Journaliste à Air&Cosmos, il est également co-auteur de l'ouvrage magnifiquement illustré "De Gagarine à Thomas Pesquet. L'entente est dans l'espace." écrit avec l'ingénieur Éric Bottlaender.

A Palaiseau, les questions posées aux auteurs étaient d'un autre niveau. L'heure est passée extrêmement vite. Il y avait presque toujours au moins trois mains levées avides de donner une opinion la plupart du temps, ou d'interroger l'incroyable panel présent. 

C'est la première fois que je vois un enfant parler de quark. C'est la première fois que j'entends 5 ou 6 personnes se présenter en disant "Je suis mathématicien.ne" dans une assemblée de 50 personnes.

Poursuivre une constante et donner l'impression au lecteur de comprendre la physique quantique, c'est l'exploit réalisé par la BD de Mathieu Burniat et Thibault Damour [5]. Entendre un enfant parler de quark comme d'un héro, c'est grâce au livre "Le quark et l'enfant" de Blandine Pluchet, titulaire d'un DEA de physique. Magnifiquement illustré par Catherine Cordasco, l'invisible particule prend vie au fil des pages.

"Le quark et l'enfant" de Blandine Pluchet
La bonne vulgarisation scientifique, c'est peut-être ça : mettre des mots comme proton, électron, neutron, neutrino, dans la bouche d'un enfant, lui donner une image, peut-être pas tout à fait exacte, mais qui laisse place à l'imagination, un peu comme lorsque les élèves de maternelle dessinent les rayons du soleil.

L'aquarium sur le balcon

La majorité des personnes étaient sans doute venues pour parler de Grothendieck avec Yan Pradeau, un peu comme si l'université Paris-Sud et l'IHES s'étaient donné rendez-vous. Au bout d'une trentaine de minutes, l'animatrice a même demandé s'il y avait des questions qui ne concernaient pas "Algèbre". Est-ce de la vulgarisation ? Pourquoi n'y a-t-il pas de maths dans ce récit ? Mais finalement, ne serait-ce pas trop compliqué ? Des mathématiciens présents ont avoué que les travaux de Grothendieck étaient difficiles à appréhender. Un seul jeune homme a déclaré "Je suis chercheur en mathématique, et je maîtrise ses théories."

* * *

### Tâche à faire A
Dites si chaque affirmation concorde avec l'extrait sur la rencontre de Palaiseau, en répondant par oui ou non et en citant les mots décisifs du texte : (i) « Le quark et l'enfant » est illustré par Catherine Cordasco ; (ii) l'assemblée comptait une centaine de personnes ; (iii) Blandine Pluchet est titulaire d'un doctorat de physique.
### Tâche à faire B
Dans l'extrait sur la rencontre de Palaiseau, recopiez le passage qui s'ouvre sur les mots contenant « Journaliste à Air&Cosmos, il » et se referme sur « l'incroyable panel présent. », en remplaçant « Journaliste » par « Reporter ».

(Entrées enregistrées)
* * *

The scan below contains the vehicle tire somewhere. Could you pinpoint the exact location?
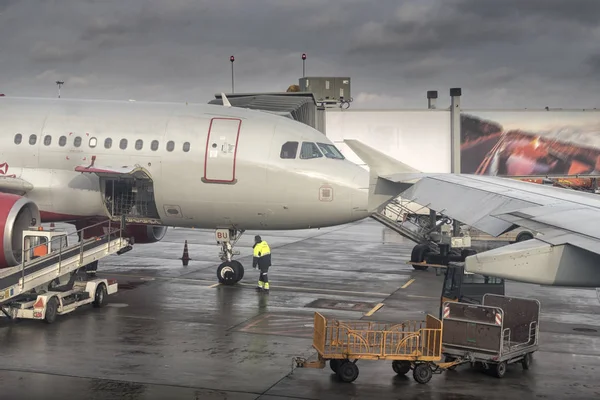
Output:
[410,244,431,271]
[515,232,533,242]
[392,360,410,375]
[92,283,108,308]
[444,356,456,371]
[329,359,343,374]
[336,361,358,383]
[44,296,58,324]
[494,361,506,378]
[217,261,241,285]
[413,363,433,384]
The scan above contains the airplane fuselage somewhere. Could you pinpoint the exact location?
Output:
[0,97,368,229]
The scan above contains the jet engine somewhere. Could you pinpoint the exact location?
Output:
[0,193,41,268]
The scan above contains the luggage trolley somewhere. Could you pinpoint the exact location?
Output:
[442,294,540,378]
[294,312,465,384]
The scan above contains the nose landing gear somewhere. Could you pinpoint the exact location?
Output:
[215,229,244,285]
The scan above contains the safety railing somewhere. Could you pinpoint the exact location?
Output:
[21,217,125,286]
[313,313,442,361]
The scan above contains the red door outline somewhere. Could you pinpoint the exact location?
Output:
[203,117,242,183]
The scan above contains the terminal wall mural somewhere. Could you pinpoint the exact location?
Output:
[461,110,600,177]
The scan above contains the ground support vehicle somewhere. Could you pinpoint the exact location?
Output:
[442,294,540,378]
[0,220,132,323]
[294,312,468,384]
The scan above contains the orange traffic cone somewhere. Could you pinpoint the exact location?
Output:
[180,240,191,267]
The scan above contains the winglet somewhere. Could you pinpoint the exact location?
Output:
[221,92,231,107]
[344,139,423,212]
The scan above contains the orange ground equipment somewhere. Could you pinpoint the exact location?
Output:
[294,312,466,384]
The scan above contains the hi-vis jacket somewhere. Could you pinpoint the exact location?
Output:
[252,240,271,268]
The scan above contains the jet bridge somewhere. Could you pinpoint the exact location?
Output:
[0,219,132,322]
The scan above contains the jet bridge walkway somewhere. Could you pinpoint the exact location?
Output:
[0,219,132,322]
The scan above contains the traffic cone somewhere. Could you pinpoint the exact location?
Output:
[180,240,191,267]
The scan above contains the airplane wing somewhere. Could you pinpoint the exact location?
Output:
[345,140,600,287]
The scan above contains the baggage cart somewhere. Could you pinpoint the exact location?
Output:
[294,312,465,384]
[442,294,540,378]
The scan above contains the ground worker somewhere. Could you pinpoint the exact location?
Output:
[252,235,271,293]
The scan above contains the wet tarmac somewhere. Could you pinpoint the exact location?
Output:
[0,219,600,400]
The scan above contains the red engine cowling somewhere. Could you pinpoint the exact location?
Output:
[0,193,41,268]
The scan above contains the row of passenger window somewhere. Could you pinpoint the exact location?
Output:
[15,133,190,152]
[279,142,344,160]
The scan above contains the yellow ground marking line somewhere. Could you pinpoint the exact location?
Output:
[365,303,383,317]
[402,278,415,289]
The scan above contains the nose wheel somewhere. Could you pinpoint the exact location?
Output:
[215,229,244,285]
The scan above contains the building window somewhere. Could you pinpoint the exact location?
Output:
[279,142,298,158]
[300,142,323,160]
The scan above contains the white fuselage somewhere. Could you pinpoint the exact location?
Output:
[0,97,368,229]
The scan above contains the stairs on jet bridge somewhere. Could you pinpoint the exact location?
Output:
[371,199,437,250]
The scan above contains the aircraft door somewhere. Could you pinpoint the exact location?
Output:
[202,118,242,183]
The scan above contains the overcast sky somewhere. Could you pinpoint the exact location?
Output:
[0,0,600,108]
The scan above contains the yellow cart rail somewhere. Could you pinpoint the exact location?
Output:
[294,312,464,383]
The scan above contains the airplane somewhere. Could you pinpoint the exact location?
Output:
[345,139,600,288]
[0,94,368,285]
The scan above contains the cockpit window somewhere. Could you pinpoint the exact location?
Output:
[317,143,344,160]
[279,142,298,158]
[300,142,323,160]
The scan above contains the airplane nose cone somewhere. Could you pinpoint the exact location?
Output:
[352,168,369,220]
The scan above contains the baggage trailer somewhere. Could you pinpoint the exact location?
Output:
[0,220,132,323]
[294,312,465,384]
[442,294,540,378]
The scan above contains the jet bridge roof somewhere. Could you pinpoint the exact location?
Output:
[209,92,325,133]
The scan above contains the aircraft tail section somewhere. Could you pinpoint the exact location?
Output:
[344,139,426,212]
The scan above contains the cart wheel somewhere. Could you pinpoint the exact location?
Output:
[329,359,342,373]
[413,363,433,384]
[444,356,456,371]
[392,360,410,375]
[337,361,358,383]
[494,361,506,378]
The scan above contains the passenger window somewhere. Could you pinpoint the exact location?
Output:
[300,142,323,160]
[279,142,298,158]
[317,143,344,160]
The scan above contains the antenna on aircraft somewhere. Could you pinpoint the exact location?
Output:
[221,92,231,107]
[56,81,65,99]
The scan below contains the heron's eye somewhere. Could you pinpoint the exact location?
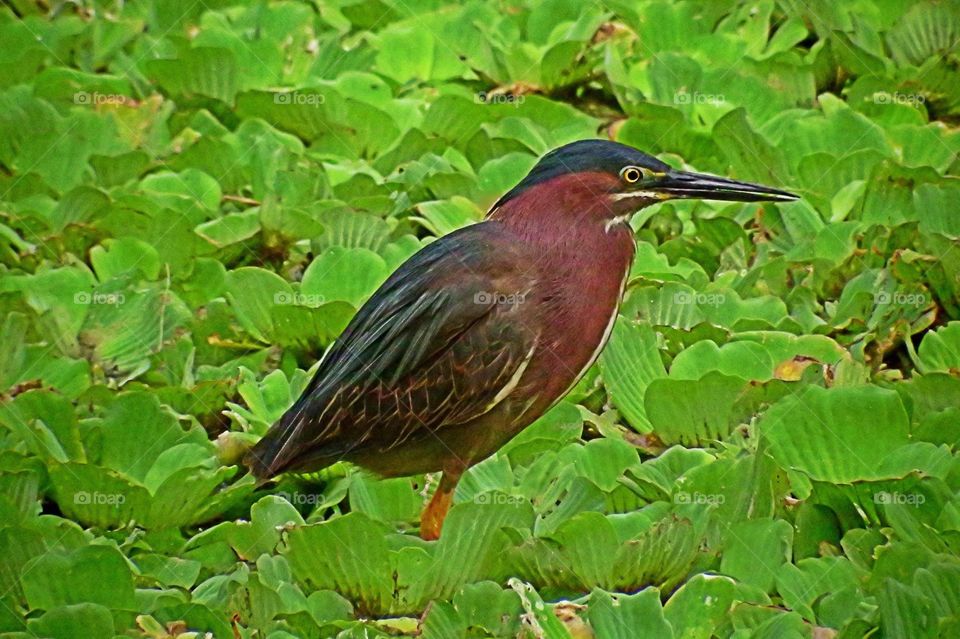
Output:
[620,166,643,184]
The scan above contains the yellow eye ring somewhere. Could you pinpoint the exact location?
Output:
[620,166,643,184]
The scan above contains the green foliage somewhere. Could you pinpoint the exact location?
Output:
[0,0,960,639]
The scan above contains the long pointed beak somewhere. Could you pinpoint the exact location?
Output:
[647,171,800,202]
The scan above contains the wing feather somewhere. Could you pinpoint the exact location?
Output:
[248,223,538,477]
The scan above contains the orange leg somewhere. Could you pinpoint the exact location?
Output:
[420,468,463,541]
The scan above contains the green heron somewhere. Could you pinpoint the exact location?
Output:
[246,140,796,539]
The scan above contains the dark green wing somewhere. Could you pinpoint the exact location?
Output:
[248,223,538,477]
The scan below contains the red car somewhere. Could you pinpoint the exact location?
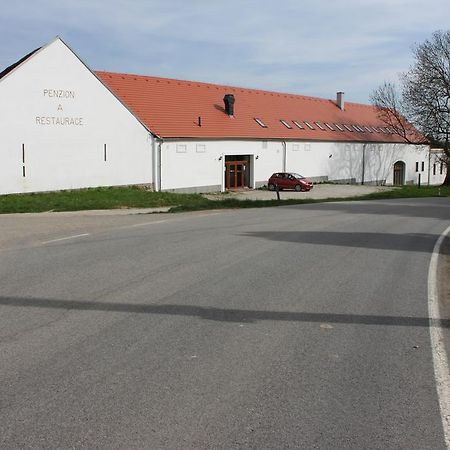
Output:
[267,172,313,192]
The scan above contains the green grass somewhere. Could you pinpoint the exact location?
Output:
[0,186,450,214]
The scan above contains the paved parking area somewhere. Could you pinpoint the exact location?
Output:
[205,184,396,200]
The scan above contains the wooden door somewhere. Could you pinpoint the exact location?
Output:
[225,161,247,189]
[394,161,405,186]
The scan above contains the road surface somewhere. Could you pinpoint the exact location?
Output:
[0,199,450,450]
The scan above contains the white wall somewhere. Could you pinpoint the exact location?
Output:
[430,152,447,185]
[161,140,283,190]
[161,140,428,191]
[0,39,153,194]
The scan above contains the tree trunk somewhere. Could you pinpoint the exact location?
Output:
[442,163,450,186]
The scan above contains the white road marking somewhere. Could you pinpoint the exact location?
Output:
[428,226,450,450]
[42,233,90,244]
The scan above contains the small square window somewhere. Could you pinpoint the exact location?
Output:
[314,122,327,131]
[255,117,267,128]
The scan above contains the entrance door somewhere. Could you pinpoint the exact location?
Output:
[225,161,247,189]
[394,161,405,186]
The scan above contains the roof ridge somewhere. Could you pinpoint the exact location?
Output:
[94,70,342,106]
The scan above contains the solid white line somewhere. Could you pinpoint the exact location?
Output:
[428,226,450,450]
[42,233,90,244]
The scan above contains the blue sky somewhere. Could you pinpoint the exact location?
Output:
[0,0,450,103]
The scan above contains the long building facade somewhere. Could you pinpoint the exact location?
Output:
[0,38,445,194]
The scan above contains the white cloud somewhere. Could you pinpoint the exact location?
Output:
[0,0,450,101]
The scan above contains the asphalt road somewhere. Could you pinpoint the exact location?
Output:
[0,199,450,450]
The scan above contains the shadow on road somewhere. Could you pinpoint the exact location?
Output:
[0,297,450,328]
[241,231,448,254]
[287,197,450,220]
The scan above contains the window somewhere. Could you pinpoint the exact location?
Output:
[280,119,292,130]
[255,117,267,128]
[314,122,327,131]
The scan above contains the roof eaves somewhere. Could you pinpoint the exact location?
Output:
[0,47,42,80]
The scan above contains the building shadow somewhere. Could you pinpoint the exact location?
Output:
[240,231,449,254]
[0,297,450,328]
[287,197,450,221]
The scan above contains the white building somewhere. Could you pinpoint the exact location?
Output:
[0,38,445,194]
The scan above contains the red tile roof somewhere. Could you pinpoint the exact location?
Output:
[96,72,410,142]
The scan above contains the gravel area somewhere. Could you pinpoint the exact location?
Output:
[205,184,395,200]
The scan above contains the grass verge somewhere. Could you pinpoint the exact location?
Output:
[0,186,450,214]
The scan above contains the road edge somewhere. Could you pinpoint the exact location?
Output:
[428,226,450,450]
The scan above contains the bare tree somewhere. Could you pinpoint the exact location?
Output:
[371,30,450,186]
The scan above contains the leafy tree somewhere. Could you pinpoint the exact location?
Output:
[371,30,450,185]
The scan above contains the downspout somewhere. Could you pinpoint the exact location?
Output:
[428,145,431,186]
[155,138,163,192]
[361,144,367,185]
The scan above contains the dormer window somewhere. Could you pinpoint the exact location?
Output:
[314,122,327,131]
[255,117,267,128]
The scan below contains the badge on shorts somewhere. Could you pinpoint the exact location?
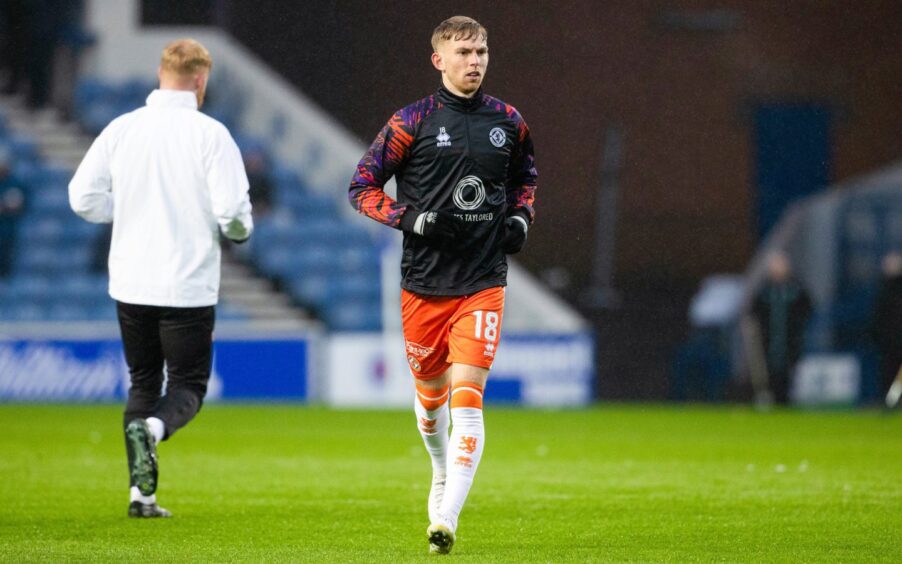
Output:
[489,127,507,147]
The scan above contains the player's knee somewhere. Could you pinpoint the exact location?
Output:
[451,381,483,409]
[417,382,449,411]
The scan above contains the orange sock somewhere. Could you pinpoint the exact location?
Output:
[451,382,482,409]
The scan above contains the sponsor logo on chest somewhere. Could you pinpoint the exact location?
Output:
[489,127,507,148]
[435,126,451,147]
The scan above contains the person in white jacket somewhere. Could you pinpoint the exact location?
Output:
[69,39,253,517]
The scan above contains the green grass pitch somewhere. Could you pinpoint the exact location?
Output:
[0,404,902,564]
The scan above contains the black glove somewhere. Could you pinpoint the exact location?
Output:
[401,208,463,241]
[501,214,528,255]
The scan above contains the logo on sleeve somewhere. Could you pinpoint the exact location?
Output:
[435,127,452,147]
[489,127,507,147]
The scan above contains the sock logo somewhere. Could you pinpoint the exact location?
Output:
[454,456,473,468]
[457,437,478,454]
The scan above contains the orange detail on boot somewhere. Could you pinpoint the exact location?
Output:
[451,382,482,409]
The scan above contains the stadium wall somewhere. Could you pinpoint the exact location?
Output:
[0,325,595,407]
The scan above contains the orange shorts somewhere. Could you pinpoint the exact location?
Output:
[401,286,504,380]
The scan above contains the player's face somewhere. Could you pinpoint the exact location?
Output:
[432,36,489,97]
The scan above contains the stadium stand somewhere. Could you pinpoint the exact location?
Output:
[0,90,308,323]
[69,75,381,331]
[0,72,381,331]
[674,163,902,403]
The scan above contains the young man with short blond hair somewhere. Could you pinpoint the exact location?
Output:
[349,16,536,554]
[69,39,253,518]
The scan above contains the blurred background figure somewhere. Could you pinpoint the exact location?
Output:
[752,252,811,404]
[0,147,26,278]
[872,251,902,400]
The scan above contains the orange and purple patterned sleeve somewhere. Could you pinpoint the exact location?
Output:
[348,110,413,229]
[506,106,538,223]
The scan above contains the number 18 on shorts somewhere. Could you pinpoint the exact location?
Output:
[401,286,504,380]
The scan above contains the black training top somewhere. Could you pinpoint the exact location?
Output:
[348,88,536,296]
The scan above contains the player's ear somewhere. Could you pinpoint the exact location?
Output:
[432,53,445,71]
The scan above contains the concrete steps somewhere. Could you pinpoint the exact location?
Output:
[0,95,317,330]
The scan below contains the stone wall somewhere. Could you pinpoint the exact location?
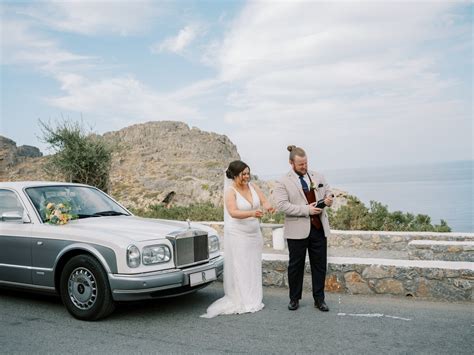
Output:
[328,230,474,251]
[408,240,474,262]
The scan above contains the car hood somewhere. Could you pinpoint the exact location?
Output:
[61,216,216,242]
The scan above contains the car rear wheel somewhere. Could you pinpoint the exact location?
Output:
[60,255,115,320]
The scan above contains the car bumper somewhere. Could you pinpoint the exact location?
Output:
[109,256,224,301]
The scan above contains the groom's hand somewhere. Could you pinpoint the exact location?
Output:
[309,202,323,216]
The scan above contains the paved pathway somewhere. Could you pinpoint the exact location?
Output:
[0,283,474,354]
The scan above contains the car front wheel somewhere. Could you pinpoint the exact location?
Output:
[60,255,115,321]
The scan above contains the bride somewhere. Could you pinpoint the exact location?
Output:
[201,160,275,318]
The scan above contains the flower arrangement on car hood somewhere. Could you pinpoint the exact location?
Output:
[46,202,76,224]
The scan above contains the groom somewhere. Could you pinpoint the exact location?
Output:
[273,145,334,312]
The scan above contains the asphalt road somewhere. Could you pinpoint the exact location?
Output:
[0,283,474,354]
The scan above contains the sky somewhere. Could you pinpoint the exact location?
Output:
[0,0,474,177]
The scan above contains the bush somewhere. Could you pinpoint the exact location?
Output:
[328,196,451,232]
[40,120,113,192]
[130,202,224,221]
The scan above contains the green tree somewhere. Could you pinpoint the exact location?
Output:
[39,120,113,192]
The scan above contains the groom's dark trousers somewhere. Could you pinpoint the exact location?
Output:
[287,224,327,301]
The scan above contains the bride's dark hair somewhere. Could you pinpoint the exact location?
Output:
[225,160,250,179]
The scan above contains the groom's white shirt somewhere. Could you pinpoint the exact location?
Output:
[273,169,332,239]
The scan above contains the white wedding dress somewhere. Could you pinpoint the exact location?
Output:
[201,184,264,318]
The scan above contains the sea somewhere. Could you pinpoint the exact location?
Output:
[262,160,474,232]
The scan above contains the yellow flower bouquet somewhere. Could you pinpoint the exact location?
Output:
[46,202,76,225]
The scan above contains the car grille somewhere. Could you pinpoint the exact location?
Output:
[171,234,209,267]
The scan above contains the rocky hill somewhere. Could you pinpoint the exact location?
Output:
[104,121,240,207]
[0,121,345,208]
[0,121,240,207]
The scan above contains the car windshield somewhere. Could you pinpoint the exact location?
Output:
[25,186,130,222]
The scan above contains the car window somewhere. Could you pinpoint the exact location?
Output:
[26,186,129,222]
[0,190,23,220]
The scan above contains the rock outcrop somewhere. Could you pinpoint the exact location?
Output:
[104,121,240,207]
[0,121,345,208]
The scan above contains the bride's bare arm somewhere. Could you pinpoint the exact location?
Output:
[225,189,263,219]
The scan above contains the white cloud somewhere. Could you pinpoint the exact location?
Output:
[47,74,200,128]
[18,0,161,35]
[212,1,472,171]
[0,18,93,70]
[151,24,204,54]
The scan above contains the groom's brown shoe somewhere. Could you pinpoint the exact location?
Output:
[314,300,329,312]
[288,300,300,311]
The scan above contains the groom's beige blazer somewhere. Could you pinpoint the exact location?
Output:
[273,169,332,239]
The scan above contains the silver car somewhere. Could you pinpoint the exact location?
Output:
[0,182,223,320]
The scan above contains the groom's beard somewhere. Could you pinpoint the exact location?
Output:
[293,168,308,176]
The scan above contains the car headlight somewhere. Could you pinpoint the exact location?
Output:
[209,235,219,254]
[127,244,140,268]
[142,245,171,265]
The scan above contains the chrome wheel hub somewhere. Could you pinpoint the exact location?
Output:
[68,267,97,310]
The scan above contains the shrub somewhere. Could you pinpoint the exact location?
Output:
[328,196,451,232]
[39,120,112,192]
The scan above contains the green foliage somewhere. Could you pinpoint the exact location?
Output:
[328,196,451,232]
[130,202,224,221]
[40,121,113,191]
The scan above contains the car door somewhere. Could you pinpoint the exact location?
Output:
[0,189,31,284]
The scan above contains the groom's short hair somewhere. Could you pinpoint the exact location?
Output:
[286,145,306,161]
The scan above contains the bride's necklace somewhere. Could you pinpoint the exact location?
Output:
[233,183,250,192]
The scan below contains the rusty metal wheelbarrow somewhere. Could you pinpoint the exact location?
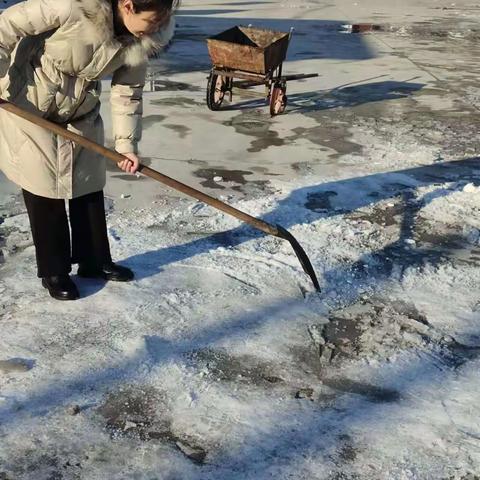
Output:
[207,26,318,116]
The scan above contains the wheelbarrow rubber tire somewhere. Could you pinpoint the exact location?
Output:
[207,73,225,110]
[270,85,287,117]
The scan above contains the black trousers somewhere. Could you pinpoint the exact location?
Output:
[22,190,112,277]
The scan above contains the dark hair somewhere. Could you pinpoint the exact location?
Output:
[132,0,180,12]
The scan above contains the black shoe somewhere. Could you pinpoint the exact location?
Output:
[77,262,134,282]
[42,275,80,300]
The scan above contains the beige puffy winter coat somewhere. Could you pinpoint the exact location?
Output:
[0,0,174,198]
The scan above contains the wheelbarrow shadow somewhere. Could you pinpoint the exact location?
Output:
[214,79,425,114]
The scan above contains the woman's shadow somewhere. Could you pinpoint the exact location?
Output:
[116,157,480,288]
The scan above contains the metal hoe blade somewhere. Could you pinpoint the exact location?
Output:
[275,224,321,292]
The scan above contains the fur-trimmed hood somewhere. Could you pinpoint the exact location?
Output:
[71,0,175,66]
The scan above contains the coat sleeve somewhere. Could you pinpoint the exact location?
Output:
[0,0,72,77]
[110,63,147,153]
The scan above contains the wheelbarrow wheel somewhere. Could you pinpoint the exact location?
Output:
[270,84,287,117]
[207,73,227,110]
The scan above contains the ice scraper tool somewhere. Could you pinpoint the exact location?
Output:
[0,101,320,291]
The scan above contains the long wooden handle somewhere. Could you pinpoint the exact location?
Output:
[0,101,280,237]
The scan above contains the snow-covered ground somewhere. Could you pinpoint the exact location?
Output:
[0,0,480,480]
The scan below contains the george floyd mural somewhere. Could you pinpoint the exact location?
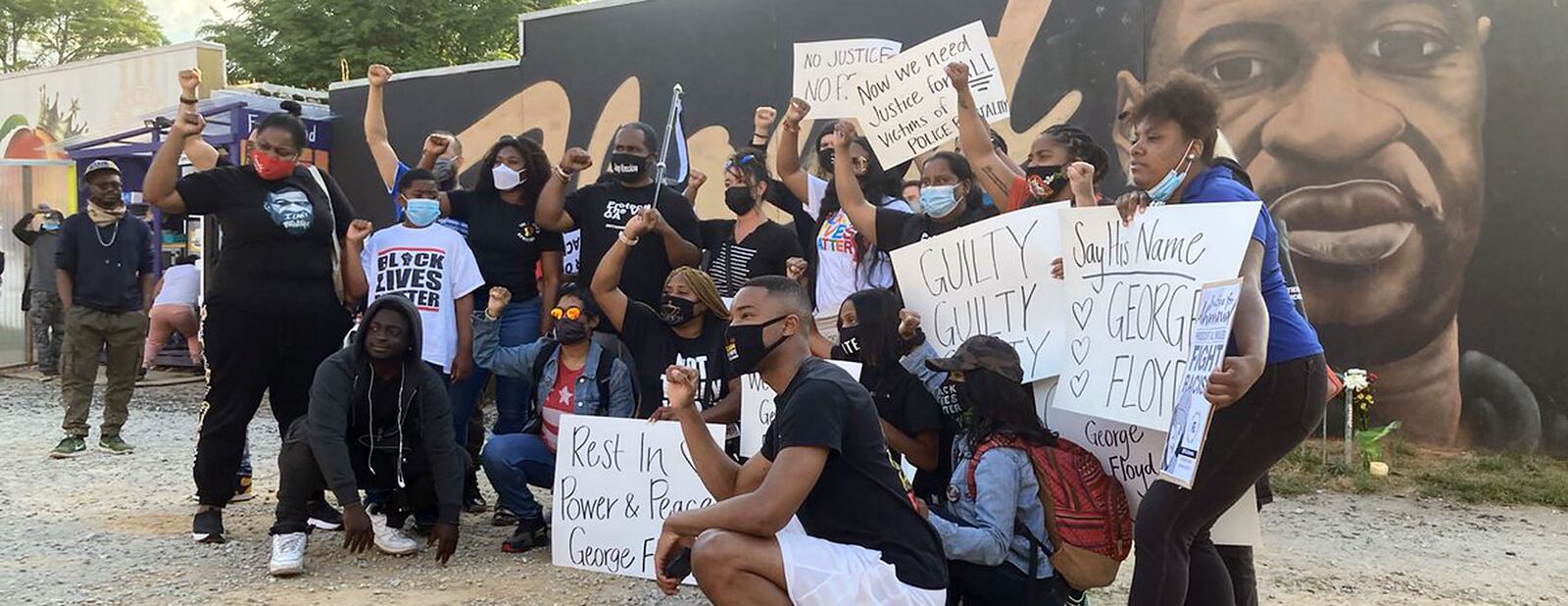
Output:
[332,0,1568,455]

* * *

### Résultat obtenu A
(i) Oui : « Magnifiquement illustré par Catherine Cordasco ».
(ii) Non : « dans une assemblée de 50 personnes ».
(iii) Non : « titulaire d'un DEA de physique ».

### Résultat obtenu B
Reporter à Air&Cosmos, il est également co-auteur de l'ouvrage magnifiquement illustré "De Gagarine à Thomas Pesquet. L'entente est dans l'espace." écrit avec l'ingénieur Éric Bottlaender.

A Palaiseau, les questions posées aux auteurs étaient d'un autre niveau. L'heure est passée extrêmement vite. Il y avait presque toujours au moins trois mains levées avides de donner une opinion la plupart du temps, ou d'interroger l'incroyable panel présent.